Phrase grounding data
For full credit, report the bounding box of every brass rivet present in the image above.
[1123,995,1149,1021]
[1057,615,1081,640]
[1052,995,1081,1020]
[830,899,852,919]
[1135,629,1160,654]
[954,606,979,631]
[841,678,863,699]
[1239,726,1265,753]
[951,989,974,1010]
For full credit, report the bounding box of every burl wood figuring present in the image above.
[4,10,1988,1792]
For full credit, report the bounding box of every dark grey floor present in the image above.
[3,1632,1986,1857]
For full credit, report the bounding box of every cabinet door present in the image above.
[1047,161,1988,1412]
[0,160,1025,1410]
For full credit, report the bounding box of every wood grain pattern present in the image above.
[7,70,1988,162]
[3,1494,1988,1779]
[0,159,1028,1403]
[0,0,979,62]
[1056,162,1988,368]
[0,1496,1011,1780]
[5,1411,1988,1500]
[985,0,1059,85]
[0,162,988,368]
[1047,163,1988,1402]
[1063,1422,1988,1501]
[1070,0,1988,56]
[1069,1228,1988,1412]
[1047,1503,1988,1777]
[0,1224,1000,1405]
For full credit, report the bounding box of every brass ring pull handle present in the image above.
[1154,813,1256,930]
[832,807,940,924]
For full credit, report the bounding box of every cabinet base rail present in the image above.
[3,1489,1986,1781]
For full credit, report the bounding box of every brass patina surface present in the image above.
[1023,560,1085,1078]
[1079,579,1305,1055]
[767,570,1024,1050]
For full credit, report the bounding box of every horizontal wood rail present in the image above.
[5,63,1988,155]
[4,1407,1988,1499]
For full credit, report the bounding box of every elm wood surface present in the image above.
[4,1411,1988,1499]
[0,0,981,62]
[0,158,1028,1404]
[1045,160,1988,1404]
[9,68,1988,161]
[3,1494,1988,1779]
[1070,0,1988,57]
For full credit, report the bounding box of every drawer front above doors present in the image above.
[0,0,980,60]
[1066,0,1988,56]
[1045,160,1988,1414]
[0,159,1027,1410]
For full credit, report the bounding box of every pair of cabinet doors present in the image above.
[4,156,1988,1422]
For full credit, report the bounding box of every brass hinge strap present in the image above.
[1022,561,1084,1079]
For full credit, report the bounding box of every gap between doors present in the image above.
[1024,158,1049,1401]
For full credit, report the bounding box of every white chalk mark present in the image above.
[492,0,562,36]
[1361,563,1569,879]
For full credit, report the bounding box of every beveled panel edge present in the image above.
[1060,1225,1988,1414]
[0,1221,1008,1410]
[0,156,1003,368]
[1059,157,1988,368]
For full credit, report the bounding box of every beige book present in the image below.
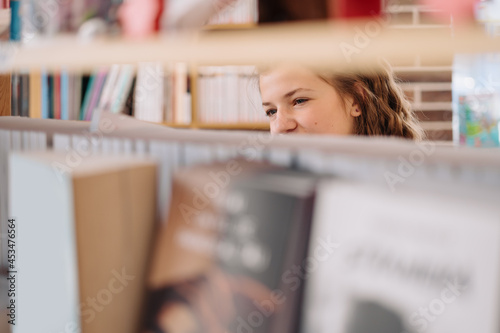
[10,151,158,333]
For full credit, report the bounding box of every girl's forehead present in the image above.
[261,66,324,86]
[259,66,328,94]
[260,64,317,79]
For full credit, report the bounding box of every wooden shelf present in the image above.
[202,23,257,31]
[161,122,269,130]
[4,20,500,72]
[195,122,269,130]
[161,122,192,128]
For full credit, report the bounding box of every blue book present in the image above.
[9,0,21,42]
[41,70,49,119]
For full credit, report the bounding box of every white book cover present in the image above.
[174,62,188,124]
[303,180,500,333]
[10,153,81,333]
[99,64,121,112]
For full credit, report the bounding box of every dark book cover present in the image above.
[142,162,318,333]
[123,76,136,116]
[258,0,327,23]
[48,74,54,119]
[10,73,19,116]
[19,73,29,117]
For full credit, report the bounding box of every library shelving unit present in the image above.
[2,18,500,333]
[1,19,500,131]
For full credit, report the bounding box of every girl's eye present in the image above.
[266,109,277,117]
[294,98,308,105]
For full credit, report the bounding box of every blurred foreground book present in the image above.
[10,151,157,333]
[303,180,500,333]
[143,162,318,333]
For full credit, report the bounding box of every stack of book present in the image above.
[196,65,267,124]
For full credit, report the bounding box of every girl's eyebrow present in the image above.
[262,88,314,106]
[283,88,313,99]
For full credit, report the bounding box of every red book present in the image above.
[54,72,61,119]
[329,0,381,19]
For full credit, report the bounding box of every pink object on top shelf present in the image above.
[118,0,161,38]
[420,0,478,23]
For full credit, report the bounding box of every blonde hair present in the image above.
[323,65,424,141]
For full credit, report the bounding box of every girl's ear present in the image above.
[349,83,365,118]
[345,95,362,118]
[350,103,362,118]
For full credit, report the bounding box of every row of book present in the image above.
[196,65,267,124]
[10,64,270,125]
[207,0,258,26]
[10,63,193,124]
[2,114,500,332]
[10,66,135,120]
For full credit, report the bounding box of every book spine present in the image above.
[41,70,48,119]
[29,70,41,118]
[71,74,82,120]
[9,0,20,41]
[10,73,18,116]
[98,64,120,112]
[48,74,54,118]
[61,71,69,120]
[80,73,95,120]
[84,70,106,121]
[110,65,134,114]
[20,73,29,117]
[53,72,61,119]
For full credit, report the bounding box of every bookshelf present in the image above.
[2,2,500,332]
[3,19,499,132]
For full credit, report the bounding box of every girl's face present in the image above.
[259,65,360,135]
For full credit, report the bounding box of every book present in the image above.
[196,66,266,124]
[40,70,49,119]
[10,151,159,333]
[143,163,318,333]
[9,0,20,41]
[302,179,500,333]
[53,71,61,119]
[134,62,164,123]
[10,72,18,116]
[98,64,120,112]
[80,71,96,120]
[71,73,82,120]
[110,64,135,114]
[84,69,107,121]
[47,74,54,118]
[61,70,70,120]
[29,70,41,118]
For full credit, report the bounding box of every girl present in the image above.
[259,63,424,140]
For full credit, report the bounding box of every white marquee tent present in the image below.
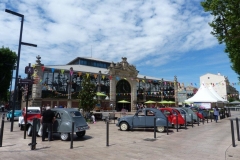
[208,86,228,102]
[185,84,223,103]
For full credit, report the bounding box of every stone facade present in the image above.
[109,57,139,111]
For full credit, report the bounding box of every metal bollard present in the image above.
[210,113,212,122]
[230,120,236,147]
[202,113,204,125]
[166,118,169,135]
[176,114,178,132]
[0,113,5,147]
[154,117,156,138]
[28,118,37,150]
[236,118,240,141]
[197,115,199,126]
[191,114,193,128]
[184,114,187,129]
[206,114,208,123]
[106,120,109,146]
[70,121,74,149]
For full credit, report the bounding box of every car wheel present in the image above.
[120,122,129,131]
[27,125,32,136]
[76,131,86,137]
[60,133,70,141]
[157,126,165,133]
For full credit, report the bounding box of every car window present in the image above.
[146,110,155,116]
[55,113,61,119]
[70,111,82,117]
[163,110,171,116]
[137,110,145,116]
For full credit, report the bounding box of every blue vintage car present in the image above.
[116,108,171,132]
[7,110,22,121]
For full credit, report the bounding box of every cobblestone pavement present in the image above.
[0,111,240,160]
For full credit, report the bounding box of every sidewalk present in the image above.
[0,111,240,160]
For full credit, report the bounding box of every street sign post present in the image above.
[25,66,34,74]
[18,79,33,84]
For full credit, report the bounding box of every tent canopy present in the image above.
[185,84,222,103]
[208,86,228,102]
[230,100,240,104]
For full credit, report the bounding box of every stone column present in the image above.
[109,75,116,109]
[174,75,178,106]
[31,55,43,107]
[131,80,137,112]
[143,76,146,102]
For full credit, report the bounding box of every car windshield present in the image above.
[70,111,82,117]
[27,109,40,113]
[178,109,185,114]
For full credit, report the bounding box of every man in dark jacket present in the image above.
[41,106,55,141]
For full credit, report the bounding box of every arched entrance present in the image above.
[116,79,131,111]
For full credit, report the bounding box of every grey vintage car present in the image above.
[51,108,89,141]
[116,108,171,132]
[175,107,192,124]
[181,107,198,122]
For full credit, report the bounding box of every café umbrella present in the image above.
[158,100,169,104]
[117,100,130,103]
[145,100,156,104]
[117,100,130,111]
[96,92,107,96]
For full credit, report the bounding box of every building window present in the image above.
[208,77,210,79]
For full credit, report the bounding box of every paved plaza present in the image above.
[0,111,240,160]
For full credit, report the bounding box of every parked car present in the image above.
[190,107,206,119]
[175,108,192,124]
[181,107,198,122]
[50,108,89,141]
[6,110,22,121]
[159,108,185,128]
[18,107,41,131]
[116,108,171,133]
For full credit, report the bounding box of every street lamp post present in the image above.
[8,65,16,108]
[5,9,37,132]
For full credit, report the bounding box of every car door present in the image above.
[145,110,155,127]
[133,109,146,127]
[162,109,172,123]
[53,111,61,132]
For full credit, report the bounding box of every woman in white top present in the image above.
[213,106,219,123]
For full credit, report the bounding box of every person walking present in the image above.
[213,106,219,123]
[41,106,55,141]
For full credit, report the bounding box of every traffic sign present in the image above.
[18,79,33,84]
[25,66,34,74]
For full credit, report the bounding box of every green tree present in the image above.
[201,0,240,77]
[0,46,17,102]
[78,75,97,114]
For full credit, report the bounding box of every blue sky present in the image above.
[1,0,240,91]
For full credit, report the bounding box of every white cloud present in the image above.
[0,0,227,80]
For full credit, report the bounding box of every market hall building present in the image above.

• PROBLEM STATEMENT: Exact copies of the lines from the one containing "For full credit, report the bounding box of every traffic" through the final line of the records are all the answer should hold.

• ANSWER FOR THIS EXERCISE:
For full credit, report the bounding box of every traffic sign present in the image above.
[18,79,33,84]
[25,66,34,74]
For full credit, report the bounding box of every green tree present in the image above.
[201,0,240,77]
[0,46,17,102]
[78,75,97,114]
For full credit, report the bounding box of every blue sky present in the image above.
[1,0,240,91]
For full credit, report the bounding box of every white cloud present in the image above.
[0,0,227,80]
For full credit, report the bounding box of every market hall building present in the image above.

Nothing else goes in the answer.